### Records to process
——

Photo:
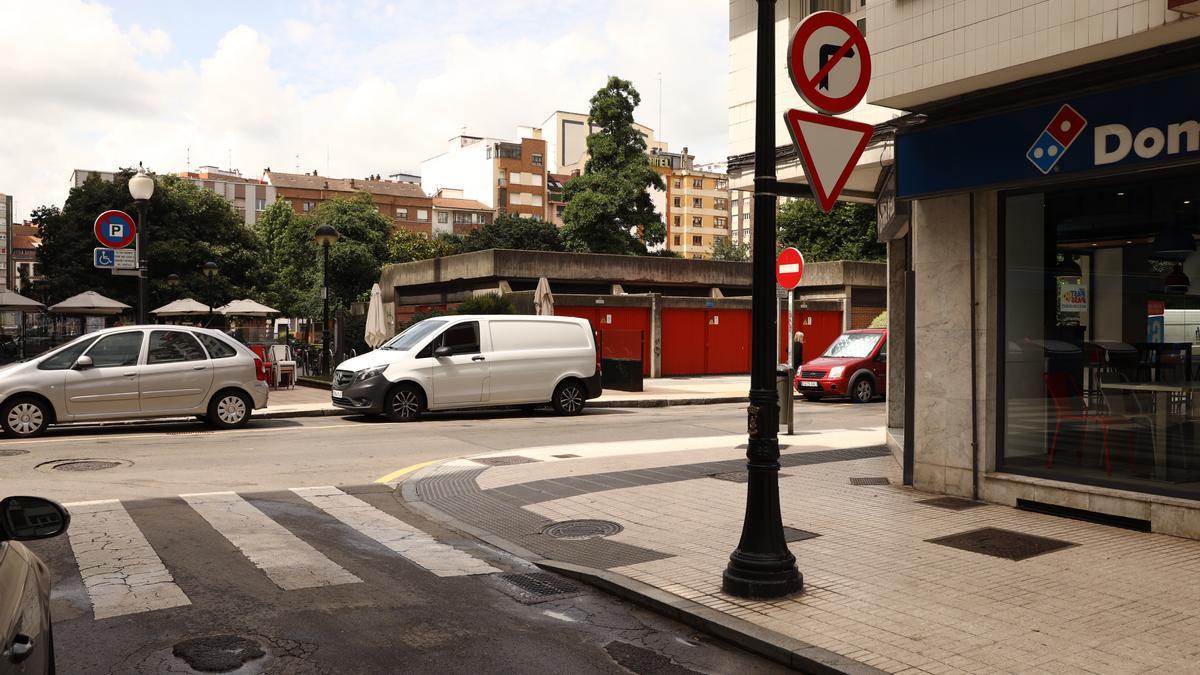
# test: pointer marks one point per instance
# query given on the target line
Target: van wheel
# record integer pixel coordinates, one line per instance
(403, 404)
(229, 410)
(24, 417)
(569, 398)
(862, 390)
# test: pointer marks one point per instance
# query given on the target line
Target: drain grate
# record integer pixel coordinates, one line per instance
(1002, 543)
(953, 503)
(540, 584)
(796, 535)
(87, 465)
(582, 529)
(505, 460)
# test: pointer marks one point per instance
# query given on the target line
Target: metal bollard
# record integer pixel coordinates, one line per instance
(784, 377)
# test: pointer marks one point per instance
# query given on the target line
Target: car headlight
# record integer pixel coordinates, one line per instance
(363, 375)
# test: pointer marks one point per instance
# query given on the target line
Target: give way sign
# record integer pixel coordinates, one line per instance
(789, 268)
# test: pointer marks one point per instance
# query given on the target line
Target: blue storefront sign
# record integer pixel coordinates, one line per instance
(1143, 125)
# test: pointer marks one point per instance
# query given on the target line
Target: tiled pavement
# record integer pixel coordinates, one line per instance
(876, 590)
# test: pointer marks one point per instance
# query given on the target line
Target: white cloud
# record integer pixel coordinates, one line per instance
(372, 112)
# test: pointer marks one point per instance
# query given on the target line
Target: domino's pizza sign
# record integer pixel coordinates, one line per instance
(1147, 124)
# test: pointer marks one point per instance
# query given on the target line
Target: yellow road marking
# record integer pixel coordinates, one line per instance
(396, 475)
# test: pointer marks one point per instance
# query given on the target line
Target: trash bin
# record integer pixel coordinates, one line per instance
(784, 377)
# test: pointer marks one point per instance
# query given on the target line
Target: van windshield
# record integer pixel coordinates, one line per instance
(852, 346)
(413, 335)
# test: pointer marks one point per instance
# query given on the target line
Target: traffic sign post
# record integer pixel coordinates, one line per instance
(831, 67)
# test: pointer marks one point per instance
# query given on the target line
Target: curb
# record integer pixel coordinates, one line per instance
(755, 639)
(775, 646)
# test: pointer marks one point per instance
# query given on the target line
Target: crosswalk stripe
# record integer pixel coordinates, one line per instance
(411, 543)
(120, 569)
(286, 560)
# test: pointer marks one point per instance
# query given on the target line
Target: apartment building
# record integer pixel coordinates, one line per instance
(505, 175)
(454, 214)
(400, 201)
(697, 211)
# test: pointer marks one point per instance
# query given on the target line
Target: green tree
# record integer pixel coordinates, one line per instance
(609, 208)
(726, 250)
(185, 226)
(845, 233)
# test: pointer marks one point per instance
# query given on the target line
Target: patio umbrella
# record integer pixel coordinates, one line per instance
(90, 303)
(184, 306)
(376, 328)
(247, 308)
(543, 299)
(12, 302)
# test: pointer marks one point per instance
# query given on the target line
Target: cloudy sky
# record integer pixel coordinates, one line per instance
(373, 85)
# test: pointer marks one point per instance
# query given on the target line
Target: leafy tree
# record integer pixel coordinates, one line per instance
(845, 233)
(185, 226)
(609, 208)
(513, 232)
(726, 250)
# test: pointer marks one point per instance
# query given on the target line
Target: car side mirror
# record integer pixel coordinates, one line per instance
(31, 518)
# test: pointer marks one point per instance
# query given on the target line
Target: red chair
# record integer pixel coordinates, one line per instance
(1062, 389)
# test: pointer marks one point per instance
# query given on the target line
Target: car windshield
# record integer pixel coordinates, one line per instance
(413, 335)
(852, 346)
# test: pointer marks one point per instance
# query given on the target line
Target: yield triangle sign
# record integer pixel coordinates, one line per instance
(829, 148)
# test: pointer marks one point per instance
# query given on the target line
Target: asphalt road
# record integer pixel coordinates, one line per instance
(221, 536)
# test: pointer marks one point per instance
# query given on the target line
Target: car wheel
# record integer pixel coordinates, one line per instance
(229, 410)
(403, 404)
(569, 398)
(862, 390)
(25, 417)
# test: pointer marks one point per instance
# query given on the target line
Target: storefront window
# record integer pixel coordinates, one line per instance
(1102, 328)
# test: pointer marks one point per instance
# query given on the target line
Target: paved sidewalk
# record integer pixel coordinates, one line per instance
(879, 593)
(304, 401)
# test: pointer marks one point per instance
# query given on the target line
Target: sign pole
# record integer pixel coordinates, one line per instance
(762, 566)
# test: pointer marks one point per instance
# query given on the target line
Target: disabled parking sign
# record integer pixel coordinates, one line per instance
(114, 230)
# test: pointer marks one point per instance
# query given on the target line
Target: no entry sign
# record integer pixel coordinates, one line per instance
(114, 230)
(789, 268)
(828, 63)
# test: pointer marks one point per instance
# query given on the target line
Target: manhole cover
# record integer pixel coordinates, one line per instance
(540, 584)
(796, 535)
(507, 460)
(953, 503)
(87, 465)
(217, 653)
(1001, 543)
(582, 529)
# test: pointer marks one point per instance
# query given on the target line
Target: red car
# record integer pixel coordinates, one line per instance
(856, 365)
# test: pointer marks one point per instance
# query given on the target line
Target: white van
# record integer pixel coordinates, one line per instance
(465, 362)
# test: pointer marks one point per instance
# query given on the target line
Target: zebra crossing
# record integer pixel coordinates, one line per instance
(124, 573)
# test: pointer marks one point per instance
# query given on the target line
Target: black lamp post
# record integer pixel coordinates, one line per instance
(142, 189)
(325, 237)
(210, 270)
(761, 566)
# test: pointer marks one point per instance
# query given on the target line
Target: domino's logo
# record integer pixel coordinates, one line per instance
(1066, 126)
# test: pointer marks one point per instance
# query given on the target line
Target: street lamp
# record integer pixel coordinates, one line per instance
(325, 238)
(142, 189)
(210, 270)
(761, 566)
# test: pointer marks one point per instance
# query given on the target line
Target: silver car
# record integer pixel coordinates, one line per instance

——

### What is needed
In your copy of the listing above, every line must match exactly and no picture may appear.

### Response to the task
Photo:
# test: pointer marks one point per instance
# query given on the target line
Target: van wheel
# record integer pixel coordinates, one line per instance
(403, 404)
(229, 410)
(24, 417)
(569, 398)
(862, 390)
# test: pointer marks one point per instance
# query given on the target line
Target: drain grate
# record integer pixel coordinates, one line per instance
(1002, 543)
(953, 503)
(540, 584)
(796, 535)
(87, 465)
(582, 529)
(505, 460)
# test: pointer marks one point per instance
# query given on the target line
Target: metal bollard
# record integer pixel coordinates, one line per instance
(784, 377)
# test: pointer marks one point per instance
# query given on the target line
Target: car headlight
# record integer pixel coordinates, one line per instance
(363, 375)
# test: pointer marks one point per instance
# query given on the target line
Target: give way sign
# record integer pixel coordinates, one line per instance
(789, 268)
# test: pointer marks one point per instance
# query given on the target line
Target: blue storefront sign
# record integer pixel coordinates, one line per instance
(1143, 125)
# test: pointer marks one point per instance
# query given on the target line
Target: tiled pavement
# record integer pixel coordinates, one line per instance
(876, 590)
# test: pointer marks one point per instance
# query given on the target line
Target: white cloud
# record integer pixel coordinates, one line per instance
(372, 112)
# test: pointer marks one point per instance
# query given on the target line
Target: domino's pizza sign
# record integer pixel coordinates, one line per instance
(1147, 124)
# test: pointer marks one point per instance
# query given on the target line
Target: yellow road marking
# record integer pixel coordinates, one line per instance
(396, 475)
# test: pointer marks one point per instance
# query given on the target line
Target: trash bin
# record integer pixel coordinates, one line per instance
(784, 377)
# test: pointer marks one point per instance
# query given on the target line
Target: van windshield
# record integer pixel coordinates, one line per instance
(852, 346)
(413, 335)
# test: pointer marks one point per instance
# query given on the target line
Target: traffic sign post
# record integer pixel coordinates, one line per instance
(831, 67)
# test: pointer marks one point per instance
# query given on the target line
Target: curb
# record integer pixel coordinates, one line per instance
(755, 639)
(775, 646)
# test: pointer marks one point per instance
# query given on the target line
Target: crosswalk stripe
# record integer pixel coordinates, one line per instance
(411, 543)
(120, 569)
(286, 560)
# test: pointer marks one point per instance
# query given on the target line
Target: apartment building
# record integer pixel coordinates, one line per instance
(505, 175)
(454, 214)
(400, 201)
(697, 211)
# test: pointer marks one point per instance
# query given on the target line
Target: green tree
# record integer pixel coordinates, one line per instance
(609, 208)
(726, 250)
(185, 226)
(845, 233)
# test: pointer marks one point per instance
# query given on the target line
Target: patio umbrella
# record integer pixel coordinates, one line per instance
(90, 303)
(184, 306)
(376, 328)
(247, 308)
(543, 299)
(12, 302)
# test: pointer marks one point per instance
# query given on the target line
Target: cloudy sky
# record integer pixel coordinates, one line per instance
(373, 85)
# test: pointer marks one point per instance
# query given on the target line
Target: leafy tree
# record integer pixel coordinates, one line per instance
(845, 233)
(185, 226)
(609, 208)
(513, 232)
(726, 250)
# test: pointer marks one point per instance
# query given on the target line
Target: car side mirror
# record integer pixel coordinates, one line per instance
(31, 518)
# test: pointer marks one point per instance
# query given on the target line
Target: red chair
# record integer pixel coordinates, one line per instance
(1062, 389)
# test: pointer marks one point per instance
# query given on the target line
Target: car windshield
# record integer pixel coordinates, one line per instance
(413, 335)
(852, 346)
# test: pointer marks one point per instance
# query given on the target line
Target: yield triangle sign
# record integer pixel coordinates, one line per instance
(829, 148)
# test: pointer marks one point per instance
# query given on the target line
Target: asphalt road
# record integer pixel coordinates, one line per instance
(221, 536)
# test: pointer marks one point per instance
# query given on the target line
Target: car wheel
# record integer pixel coordinates, one line per instance
(229, 410)
(403, 404)
(569, 398)
(862, 390)
(25, 417)
# test: pointer marks one point per instance
# query given on the target line
Target: storefront window
# record integer pixel coordinates, one line per instance
(1102, 328)
# test: pointer marks one point per instance
# query given on the target line
Target: paved sidewalk
# record integer pixel coordinates, one line per instance
(879, 593)
(304, 401)
# test: pointer marks one point per instance
# query given on the target line
Target: sign pole
# record integer pixel coordinates, one line per instance
(762, 566)
# test: pointer marks one point per instance
# query given on the target line
Target: disabled parking sign
# record integer pixel coordinates, one line per instance
(114, 230)
# test: pointer marks one point per instance
# query given on the target line
Target: no entry sign
# record integer pixel coordinates, one line per instance
(114, 230)
(789, 268)
(828, 63)
# test: pointer marks one point per instance
# query given on the target line
Target: manhole cover
# record integer pixel coordinates, one line per instance
(540, 584)
(796, 535)
(507, 460)
(953, 503)
(87, 465)
(217, 653)
(1001, 543)
(582, 529)
# test: pointer marks one point per instance
# query given on the target line
Target: red car
# record integer pixel coordinates, one line per instance
(856, 365)
# test: pointer marks one point per instance
# query given on the target line
Target: white van
# record integer pixel coordinates, one line per instance
(465, 362)
# test: pointer marks one point per instance
# query given on the target line
Target: zebra crossing
# record integer pixel coordinates, one line per instance
(124, 573)
# test: pointer marks one point per instance
# query given on the target line
Target: black lamp post
# record integer pixel coordinates, one line per instance
(142, 189)
(325, 237)
(210, 270)
(761, 566)
# test: pointer marks one point per instance
# query given on the target line
Target: domino's logo
# record integer pixel coordinates, one line per instance
(1066, 126)
# test: pointer marks one point per instance
# query given on the target line
Target: street lamp
# record integer pixel coordinates, one line per instance
(325, 238)
(142, 189)
(210, 270)
(761, 566)
# test: pointer marks one point per instance
# query given on the target line
Target: silver car
# record integer pixel coordinates, one line per instance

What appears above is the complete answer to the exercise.